**STATED TASK**
Repeat the items below, replacing "instance" with "object" wherever it appears and changing nothing else.

----- DATA LINES

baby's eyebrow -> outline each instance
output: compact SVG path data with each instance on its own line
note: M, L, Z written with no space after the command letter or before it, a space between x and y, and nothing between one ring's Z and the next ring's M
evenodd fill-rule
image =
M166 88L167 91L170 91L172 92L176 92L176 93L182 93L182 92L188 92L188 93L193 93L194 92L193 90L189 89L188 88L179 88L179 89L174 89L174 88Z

----------

**COMPLETE RESPONSE**
baby's eyebrow -> outline each object
output: compact SVG path data with each object on its own line
note: M, L, Z written with no space after the command letter or before it, a space between x and y, and nothing between one ring's Z and the next ring's M
evenodd fill-rule
image =
M166 88L167 91L170 91L172 92L176 92L176 93L182 93L182 92L188 92L188 93L193 93L194 92L193 90L189 89L188 88L179 88L179 89L174 89L174 88Z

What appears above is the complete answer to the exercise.